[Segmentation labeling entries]
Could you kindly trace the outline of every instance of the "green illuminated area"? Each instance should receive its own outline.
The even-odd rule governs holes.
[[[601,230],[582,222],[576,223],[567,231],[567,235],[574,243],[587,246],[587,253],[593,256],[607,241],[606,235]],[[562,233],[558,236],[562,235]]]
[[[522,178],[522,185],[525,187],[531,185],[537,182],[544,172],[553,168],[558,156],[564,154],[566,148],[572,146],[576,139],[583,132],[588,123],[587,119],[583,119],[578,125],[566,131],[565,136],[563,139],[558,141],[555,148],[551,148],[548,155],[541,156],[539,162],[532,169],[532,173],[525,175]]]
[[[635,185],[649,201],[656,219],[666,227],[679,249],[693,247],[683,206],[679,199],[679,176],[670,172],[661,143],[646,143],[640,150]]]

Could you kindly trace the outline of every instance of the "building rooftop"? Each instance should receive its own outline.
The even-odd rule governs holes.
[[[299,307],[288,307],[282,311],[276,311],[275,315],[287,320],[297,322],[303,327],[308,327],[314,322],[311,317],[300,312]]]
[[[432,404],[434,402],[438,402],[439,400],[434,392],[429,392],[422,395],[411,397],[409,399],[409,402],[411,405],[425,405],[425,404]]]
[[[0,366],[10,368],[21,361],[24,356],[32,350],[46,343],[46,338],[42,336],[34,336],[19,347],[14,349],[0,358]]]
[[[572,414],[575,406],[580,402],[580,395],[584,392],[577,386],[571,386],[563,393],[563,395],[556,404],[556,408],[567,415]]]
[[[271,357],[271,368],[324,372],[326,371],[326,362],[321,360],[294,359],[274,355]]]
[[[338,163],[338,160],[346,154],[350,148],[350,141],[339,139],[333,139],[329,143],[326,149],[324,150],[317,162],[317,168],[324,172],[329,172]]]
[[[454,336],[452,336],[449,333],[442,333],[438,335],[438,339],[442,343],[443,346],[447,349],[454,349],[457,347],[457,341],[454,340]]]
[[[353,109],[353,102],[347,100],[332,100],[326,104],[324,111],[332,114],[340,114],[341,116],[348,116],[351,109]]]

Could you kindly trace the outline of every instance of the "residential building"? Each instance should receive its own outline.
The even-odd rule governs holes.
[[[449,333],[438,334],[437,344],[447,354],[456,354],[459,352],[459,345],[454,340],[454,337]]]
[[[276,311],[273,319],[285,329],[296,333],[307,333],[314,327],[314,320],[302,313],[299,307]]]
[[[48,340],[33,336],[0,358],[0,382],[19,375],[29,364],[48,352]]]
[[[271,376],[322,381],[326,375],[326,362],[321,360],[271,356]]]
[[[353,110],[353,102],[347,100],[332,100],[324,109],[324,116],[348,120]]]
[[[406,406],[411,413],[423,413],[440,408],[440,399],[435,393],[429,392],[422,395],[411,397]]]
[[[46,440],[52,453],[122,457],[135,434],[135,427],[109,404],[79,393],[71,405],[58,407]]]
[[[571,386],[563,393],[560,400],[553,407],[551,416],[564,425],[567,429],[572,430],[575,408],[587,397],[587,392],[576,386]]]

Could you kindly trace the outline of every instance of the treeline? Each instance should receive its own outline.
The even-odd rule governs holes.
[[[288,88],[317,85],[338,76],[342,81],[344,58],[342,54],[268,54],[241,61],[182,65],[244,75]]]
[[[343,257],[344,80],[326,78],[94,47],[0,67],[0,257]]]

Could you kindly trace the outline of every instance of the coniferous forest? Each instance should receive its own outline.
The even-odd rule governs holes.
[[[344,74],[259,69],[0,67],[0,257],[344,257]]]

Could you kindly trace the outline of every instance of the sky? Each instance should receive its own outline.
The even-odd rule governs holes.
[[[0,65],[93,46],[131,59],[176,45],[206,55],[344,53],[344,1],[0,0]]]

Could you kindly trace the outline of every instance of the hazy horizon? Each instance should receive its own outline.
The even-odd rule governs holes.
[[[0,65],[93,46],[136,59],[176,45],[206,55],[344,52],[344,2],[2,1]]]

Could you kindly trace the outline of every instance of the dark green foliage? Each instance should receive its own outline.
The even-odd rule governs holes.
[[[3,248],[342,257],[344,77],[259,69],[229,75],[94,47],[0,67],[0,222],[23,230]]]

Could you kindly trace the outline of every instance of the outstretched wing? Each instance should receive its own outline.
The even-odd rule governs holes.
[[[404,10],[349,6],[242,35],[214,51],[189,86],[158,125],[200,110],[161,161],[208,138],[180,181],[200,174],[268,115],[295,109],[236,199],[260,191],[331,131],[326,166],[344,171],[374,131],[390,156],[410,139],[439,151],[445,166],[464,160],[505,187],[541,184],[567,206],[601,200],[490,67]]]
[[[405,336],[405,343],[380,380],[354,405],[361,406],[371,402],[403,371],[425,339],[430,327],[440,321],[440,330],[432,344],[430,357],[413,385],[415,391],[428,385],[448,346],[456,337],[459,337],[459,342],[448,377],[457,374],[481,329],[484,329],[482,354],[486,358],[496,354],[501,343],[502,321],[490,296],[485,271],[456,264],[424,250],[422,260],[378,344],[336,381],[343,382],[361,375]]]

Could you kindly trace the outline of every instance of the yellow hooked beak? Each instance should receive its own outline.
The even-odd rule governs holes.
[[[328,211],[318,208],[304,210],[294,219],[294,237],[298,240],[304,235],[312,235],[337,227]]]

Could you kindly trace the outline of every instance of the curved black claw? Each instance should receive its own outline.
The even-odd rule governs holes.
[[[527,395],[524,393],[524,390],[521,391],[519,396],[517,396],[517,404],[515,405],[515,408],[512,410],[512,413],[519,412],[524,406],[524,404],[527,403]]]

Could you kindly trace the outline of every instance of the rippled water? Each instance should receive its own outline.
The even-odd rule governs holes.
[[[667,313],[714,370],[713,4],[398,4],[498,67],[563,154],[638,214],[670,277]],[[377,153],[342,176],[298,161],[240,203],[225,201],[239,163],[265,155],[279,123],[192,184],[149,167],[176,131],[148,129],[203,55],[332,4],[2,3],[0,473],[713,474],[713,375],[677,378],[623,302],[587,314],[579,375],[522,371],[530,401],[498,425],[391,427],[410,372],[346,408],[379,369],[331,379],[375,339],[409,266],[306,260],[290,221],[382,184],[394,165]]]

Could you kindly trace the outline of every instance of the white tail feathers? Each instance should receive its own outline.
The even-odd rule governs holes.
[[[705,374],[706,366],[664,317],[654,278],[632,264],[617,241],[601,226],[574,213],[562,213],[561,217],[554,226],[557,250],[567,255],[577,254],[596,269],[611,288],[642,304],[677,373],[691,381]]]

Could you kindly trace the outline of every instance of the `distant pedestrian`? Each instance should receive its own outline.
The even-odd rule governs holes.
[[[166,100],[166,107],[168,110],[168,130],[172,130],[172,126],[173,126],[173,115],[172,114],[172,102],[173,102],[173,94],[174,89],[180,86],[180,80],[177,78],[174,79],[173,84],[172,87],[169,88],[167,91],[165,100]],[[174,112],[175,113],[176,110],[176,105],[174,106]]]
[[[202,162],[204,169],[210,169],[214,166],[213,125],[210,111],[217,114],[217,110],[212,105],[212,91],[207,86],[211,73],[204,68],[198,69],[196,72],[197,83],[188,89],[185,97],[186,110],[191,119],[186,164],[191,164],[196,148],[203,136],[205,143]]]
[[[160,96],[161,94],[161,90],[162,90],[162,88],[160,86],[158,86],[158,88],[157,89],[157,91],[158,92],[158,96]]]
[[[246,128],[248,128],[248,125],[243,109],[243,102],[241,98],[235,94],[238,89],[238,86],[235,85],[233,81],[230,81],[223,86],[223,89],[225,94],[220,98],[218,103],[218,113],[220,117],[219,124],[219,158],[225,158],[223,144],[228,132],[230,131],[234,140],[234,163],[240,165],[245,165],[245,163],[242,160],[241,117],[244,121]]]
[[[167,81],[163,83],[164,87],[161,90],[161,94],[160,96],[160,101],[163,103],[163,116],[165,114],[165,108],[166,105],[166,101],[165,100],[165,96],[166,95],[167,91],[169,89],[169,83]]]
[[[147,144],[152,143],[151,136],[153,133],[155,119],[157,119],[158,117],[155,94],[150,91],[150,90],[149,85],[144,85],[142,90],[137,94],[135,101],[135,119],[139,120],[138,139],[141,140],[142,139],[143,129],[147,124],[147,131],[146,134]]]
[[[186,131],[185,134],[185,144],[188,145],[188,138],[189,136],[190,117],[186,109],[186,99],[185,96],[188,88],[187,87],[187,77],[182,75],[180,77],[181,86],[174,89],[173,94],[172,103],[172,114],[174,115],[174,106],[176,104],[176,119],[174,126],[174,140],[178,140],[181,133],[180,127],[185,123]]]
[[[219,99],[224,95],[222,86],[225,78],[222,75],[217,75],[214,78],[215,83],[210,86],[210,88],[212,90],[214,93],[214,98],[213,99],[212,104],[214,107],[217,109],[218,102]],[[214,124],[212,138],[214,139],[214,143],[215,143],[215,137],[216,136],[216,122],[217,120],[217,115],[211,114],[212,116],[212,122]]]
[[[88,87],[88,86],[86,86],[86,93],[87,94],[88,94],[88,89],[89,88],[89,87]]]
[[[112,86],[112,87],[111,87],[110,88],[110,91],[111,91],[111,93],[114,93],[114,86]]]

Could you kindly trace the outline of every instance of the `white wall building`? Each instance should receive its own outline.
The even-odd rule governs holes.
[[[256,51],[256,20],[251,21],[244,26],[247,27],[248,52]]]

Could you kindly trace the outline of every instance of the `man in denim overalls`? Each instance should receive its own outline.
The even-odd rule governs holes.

INSTRUCTIONS FOR THE TASK ▸ Pull out each line of the material above that contains the string "green", matching case, and copy those lines.

FINISHED EXERCISE ▸
Could you kindly trace the outline of every instance of the "green illuminated area"? Each instance should receive its own outline.
Could you kindly trace the outline of every instance of the dark green foliage? Each instance should receive its own outline.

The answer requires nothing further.